Source text.
[start]
W3C home > Mailing lists > Public > public-vocabs@w3.org > July 2013

Re: Ease of adoption

From: Dawson, Laura <Laura.Dawson@bowker.com>
Date: Mon, 29 Jul 2013 17:28:16 +0000
To: Martin Hepp <martin.hepp@ebusiness-unibw.org>
CC: Wes Turner <wes.turner@gmail.com>, Dave Pawson <dave.pawson@gmail.com>, "public-vocabs@w3.org" <public-vocabs@w3.org>, Dan Brickley <danbri@google.com>
Message-ID: <CE1C1E44.49763%laura.dawson@bowker.com>
Book publishers NEED to think this way.But they, like your German winery,
are horribly invested in control.

On 7/29/13 1:26 PM, "Martin Hepp" <martin.hepp@ebusiness-unibw.org> wrote:

>Thanks, you are very welcome - yes, I understand, books are different -
>but the basic pattern is the same: You can never win by making access to
>(selected parts of) your content less machine-friendly. That is like not
>putting price-tags on products to escape from price-comparison. It may
>work for a short while in selected segments, but it won't allow survival
>of an otherwise inferior business model or deficient operations. (Note: I
>am not saying that producing books is per se a bad business model ;-))
>
>Martin
>
>PS: Side-story: I once read in the disclaimers of a small German winery's
>Web site that "external linking to this site without written consent was
>forbidden" ;-)
>
>
>On Jul 29, 2013, at 7:14 PM, Dawson, Laura wrote:
>
>> This is excellent - of course, book publishers just don't think this
>>way.
>> Thank you for this!!!
>> 
>> On 7/29/13 1:12 PM, "Martin Hepp" <martin.hepp@ebusiness-unibw.org>
>>wrote:
>> 
>>> Hi Dawson:
>>> 
>>> I also have a common reply to the concern raised by site-owners that
>>>rich
>>> data markup makes it easier for your competitors to abuse your content.
>>> 
>>> "But schema.org will make it easy for my competitors to harvest my
>>> prices, product descriptions, or dealer network information!"
>>> 
>>> First, most site-owners do not realize how easy it is as of today for
>>> anybody to extract content from others' Web sites via crowdsourcing:
>>> Assumed your competitor wants an Excel table with all your dealers,
>>>their
>>> addresses, and opening hours. With services like Amazon Mechanical Turk
>>> or CrowdFlower, it will be a job of 15 Minutes and 50 USD or less to
>>>hire
>>> human labor to extract that information for you, including
>>>reformatting,
>>> spell-check, etc. Even a small competitor of yours can take that effort
>>> if seriously interested. And it is actually more expensive to operate a
>>> decent Web crawler for structured data than that. However, your
>>> prospective clients will likely neither spend the time nor money to
>>> access your data that way.
>>> 
>>> It it true that structured data simplifies the access to and use of the
>>> information on your Web site, but it does so for anybody. If you decide
>>> against structured data on your site, you put a much greater barrier on
>>> your potential target audience than on your competitors. The latter can
>>> extract and analyze all your public Web data via crowdsourcing services
>>> anyway.
[end]
Parts of the exercise.
1 - Please reproduce everything from "On 7/29/13 1:26" down to "business model ;-))" in the mailing-list post, substituting "novels" for "books".
2 - Answer these questions from the mailing-list post:
(a) On what date was Laura Dawson's message sent?
(b) Which two crowdsourcing services does Martin Hepp name?
(c) What did the small German winery's website disclaimer forbid?
3 - Write what comes next in the mailing-list post, beginning after its final sentence.

Provided data.
[start]
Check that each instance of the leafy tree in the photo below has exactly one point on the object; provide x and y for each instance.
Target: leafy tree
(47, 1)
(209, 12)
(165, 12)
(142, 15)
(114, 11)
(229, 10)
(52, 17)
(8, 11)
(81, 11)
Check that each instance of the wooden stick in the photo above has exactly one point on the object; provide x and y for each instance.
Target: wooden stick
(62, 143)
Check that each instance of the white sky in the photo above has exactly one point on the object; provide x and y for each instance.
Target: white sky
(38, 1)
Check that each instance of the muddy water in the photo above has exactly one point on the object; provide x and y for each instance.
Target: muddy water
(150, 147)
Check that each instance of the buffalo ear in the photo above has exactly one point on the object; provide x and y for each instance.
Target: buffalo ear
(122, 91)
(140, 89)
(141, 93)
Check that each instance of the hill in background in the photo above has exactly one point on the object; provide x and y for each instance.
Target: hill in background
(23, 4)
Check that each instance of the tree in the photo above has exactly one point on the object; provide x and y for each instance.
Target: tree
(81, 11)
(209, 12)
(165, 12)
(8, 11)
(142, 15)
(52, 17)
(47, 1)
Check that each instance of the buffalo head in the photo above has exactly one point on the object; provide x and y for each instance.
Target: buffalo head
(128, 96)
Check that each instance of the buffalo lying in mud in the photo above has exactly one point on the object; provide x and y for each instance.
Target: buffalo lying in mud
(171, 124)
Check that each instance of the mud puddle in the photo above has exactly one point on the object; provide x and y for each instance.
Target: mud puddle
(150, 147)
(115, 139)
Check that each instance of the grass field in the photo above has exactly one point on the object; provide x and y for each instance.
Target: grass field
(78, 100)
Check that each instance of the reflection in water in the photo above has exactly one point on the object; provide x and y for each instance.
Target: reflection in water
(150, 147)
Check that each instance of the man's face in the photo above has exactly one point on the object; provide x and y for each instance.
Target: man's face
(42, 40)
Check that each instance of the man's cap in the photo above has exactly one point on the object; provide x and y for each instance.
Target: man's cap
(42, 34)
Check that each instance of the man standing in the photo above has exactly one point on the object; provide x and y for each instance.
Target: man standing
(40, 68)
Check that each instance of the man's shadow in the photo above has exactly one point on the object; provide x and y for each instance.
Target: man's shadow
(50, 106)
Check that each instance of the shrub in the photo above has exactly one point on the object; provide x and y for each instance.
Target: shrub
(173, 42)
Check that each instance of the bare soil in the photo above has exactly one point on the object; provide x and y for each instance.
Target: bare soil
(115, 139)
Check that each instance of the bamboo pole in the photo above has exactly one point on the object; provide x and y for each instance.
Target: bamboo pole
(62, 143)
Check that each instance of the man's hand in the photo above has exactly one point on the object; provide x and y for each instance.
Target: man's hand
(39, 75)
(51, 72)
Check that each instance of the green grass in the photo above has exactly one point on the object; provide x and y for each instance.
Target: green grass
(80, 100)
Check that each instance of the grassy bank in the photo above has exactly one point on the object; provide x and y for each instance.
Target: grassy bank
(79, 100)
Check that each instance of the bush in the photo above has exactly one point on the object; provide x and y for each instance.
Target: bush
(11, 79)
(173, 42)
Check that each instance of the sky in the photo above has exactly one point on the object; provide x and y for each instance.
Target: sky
[end]
Exercise results.
1 -
On 7/29/13 1:26 PM, "Martin Hepp" <martin.hepp@ebusiness-unibw.org> wrote:

>Thanks, you are very welcome - yes, I understand, novels are different -
>but the basic pattern is the same: You can never win by making access to
>(selected parts of) your content less machine-friendly. That is like not
>putting price-tags on products to escape from price-comparison. It may
>work for a short while in selected segments, but it won't allow survival
>of an otherwise inferior business model or deficient operations. (Note: I
>am not saying that producing novels is per se a bad business model ;-))

2 -
(a) Monday, July 29, 2013.
(b) Amazon Mechanical Turk and CrowdFlower.
(c) External linking to the site without written consent.

3 -
>>> 
>>> Second, you also have legal means to protect your content against
>>>reuse.
>>> If you have unique product description texts of a sufficient creative
>>> value, you can sue anybody who extracts and republishes that content."
>>> 
>>> Martin
>>> On Jul 29, 2013, at 6:39 PM, Dawson, Laura wrote:
>>> 
>>>> What I've been looking for is an interface that allows a "web monkey"
>>>> or home user to do thisİin book files. To mark up ebooks semantically,
>>>> and have search engines ingest the files in their indexes, would be a
>>>> huge leap forward. It would help search, it would help books, it would
>>>> help society as a whole.
>>>> 
>>>> But we are missing three things in that: the Wordpress-y like
>>>>interface
>>>> that would allow this; the ability for an epub or mobi file to handle
>>>> this markup without breaking; and the willingness of the book market
>>>>to
>>>> experiment. (To wit: Authors Guild lawsuit against Google Books
>>>> regarding indexing and abstracting. Walled garden ebook environments.
>>>> Etc.)
>>>> 
>>>> From: Wes Turner <wes.turner@gmail.com>
>>>> Date: Monday, July 29, 2013 12:33 PM
>>>> To: Martin Hepp <martin.hepp@ebusiness-unibw.org>
>>>> Cc: Dave Pawson <dave.pawson@gmail.com>, "public-vocabs@w3.org"
>>>> <public-vocabs@w3.org>, Dan Brickley <danbri@google.com>
>>>> Subject: Re: Ease of adoption
>>>> Resent-From: <public-vocabs@w3.org>
>>>> Resent-Date: Monday, July 29, 2013 12:34 PM
>>>> 
>>>> +1. http://en.m.wikipedia.org/wiki/Schema.org
>>>> On Jul 29, 2013 10:46 AM, "Martin Hepp"
>>>> <martin.hepp@ebusiness-unibw.org> wrote:
>>>>> Here is my suggestion for a new intro:
>>>>> 
>>>>> "Many individuals and organizations use the Web to articulate their
>>>>> messages: companies offer products, newspapers present news, bloggers
>>>>> share opinions, etc.
>>>>> Historically, the most relevant audience for a Web site were humans -
>>>>> they found your Web site via a search engine and then consumed the
>>>>> information from your site directly in their Web browsers.
>>>>> 
>>>>> Now, there are more and more digital devices between a Web site and
>>>>> its target audience, and they cover a bigger share of the process of
>>>>> using information from the Web. For instance, nowadays, the most
>>>>> relevant results in a search engine are often not "main" pages, but
>>>>> deep, detailed links into a Web site.
>>>>> 
>>>>> As a consequence, the decision for or against a product, restaurant,
>>>>> newspaper, etc., -- in other words: your offer --, is made already in
>>>>> the search results returned by the Web search engine. The better the
>>>>> search engine understands the information inside your pages, the
>>>>>better
>>>>> it can select, summarize, and present it to the target audiences.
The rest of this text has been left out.